_WORK INSTRUCTION_. Print every entry exactly as written.

*** INPUT ***

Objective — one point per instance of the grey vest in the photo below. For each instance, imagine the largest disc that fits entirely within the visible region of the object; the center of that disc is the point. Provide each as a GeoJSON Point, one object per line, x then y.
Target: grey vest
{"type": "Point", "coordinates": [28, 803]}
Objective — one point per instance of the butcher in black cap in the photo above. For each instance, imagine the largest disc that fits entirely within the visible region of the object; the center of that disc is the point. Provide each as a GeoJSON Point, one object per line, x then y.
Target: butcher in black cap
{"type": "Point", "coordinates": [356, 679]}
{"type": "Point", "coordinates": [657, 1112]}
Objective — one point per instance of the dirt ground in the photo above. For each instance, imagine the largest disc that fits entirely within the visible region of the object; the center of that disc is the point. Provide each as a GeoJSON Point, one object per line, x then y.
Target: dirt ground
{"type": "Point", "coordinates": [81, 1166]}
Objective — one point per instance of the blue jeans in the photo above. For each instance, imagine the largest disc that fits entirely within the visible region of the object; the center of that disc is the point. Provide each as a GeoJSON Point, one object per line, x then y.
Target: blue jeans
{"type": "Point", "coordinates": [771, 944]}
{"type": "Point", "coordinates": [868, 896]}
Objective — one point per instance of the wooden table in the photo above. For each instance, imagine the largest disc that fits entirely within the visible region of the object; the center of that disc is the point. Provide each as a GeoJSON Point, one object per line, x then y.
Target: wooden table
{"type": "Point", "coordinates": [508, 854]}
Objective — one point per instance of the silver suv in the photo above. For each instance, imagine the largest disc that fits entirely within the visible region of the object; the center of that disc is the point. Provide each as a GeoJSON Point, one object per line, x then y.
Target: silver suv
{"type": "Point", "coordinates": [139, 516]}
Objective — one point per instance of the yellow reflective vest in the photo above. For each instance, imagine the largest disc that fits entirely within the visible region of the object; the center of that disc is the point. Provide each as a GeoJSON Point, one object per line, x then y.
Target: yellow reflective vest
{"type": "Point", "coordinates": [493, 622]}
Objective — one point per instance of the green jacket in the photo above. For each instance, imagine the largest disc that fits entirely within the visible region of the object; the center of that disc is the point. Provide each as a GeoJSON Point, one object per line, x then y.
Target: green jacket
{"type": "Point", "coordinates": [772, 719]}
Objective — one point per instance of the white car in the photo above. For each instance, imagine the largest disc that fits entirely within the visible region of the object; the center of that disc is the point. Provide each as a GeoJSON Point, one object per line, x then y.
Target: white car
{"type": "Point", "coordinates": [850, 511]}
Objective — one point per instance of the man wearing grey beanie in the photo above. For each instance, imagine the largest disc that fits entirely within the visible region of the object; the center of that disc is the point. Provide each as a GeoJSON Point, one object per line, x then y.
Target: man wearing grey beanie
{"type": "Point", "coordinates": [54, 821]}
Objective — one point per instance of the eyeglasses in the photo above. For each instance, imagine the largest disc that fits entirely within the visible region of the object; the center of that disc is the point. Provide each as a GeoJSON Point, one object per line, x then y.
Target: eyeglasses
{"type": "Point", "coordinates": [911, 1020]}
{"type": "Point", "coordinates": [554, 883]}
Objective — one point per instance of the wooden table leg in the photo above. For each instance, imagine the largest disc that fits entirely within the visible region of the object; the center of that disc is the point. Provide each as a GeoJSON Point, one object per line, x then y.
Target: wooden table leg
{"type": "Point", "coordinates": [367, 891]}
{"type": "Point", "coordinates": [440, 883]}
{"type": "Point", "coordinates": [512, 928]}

*** End of INPUT ***

_EXPECTED ANSWER_.
Objective — one point per instance of the grey vest in the photo below. For each instance, imagine the largest disc that fits entirely within the visible region of the object; the center of that disc is the point. Provide each as a GeoJSON Point, one object per line, x then y.
Target: grey vest
{"type": "Point", "coordinates": [28, 803]}
Objective — one point per instance of the butcher in black cap in the photo above. For each instance, imagine the largest disc that fits entirely within the visible region of the object; the center of that disc is the point. Provide each as a GeoJSON Point, one object per line, x then y.
Target: butcher in black cap
{"type": "Point", "coordinates": [356, 679]}
{"type": "Point", "coordinates": [657, 1112]}
Objective — one point per instance of the dirt ground in the photo above. For each instance, imagine the largest disc that fits entirely within the visible region of the object; the center of that disc is the point. Provide each as a GeoJSON Point, one object per line, x then y.
Target: dirt ground
{"type": "Point", "coordinates": [81, 1166]}
Objective — one point per instance of the blue jeans in the photo above. For each instance, imagine the largest disc that fits entirely within the visible region of the object; the center of that disc is the point. Provide each as a GeoJSON Point, one object per line, x then y.
Target: blue jeans
{"type": "Point", "coordinates": [771, 944]}
{"type": "Point", "coordinates": [868, 896]}
Objective — one point per instance of the wooden table in the photo above. For each instance, imagine the largest disc that fits entirely within the visible region of the object; the center of that disc is the point. Provide each as a GeoJSON Point, one object per line, x then y.
Target: wooden table
{"type": "Point", "coordinates": [508, 854]}
Objective — one point per instance of the silver suv in the photo above. For each instance, imagine the largest disc that fits entirely within the visible region of the object; the center of that disc is the point. Provide each as a GeoJSON Point, one object per line, x then y.
Target: silver suv
{"type": "Point", "coordinates": [139, 516]}
Objective — one point per instance of the yellow reflective vest in the photo above. For each instance, imagine the largest disc that fits entirely within the visible region of the object; the center of that disc is the point. Provide each as a GeoJSON Point, one object per line, x then y.
Target: yellow reflective vest
{"type": "Point", "coordinates": [493, 622]}
Objective — one point per instance of the green jacket in the photo above. For each instance, imagine the largest disc that fits entirely within the visible region of the object; the center of that disc is the point. Provide each as a GeoJSON Point, one object per line, x then y.
Target: green jacket
{"type": "Point", "coordinates": [772, 719]}
Objective — one point per instance of the white car in the photo above. For each instance, imagine the largest disc that fits entirely within the visible region of the object; the center of that disc is the point. Provide each as a GeoJSON Point, one object per line, x then y.
Target: white car
{"type": "Point", "coordinates": [850, 511]}
Objective — one point per instance of the man wearing grey beanie in the photo above. For each instance, imagine the largest disc that fits entirely within the visible region of the object; the center of that disc is the point. Provide each as a GeoJSON Point, one object per line, x then y.
Target: man wearing grey beanie
{"type": "Point", "coordinates": [54, 821]}
Objective — one point per instance of the eyeglasses in the photo above. For each instance, imagine the largest disc that fits entirely within the visible region of the object; the center of that disc is the point. Provide each as a GeoJSON Point, one object per line, x then y.
Target: eyeglasses
{"type": "Point", "coordinates": [911, 1020]}
{"type": "Point", "coordinates": [554, 883]}
Objective — one point per instance of the wooden table leg in the photo above. For each instance, imagine the largest disc that fits entirely within the visible region of the object; the center of that disc is the point. Provide each as a GeoJSON Point, one object per line, x then y.
Target: wooden table leg
{"type": "Point", "coordinates": [367, 891]}
{"type": "Point", "coordinates": [440, 883]}
{"type": "Point", "coordinates": [512, 928]}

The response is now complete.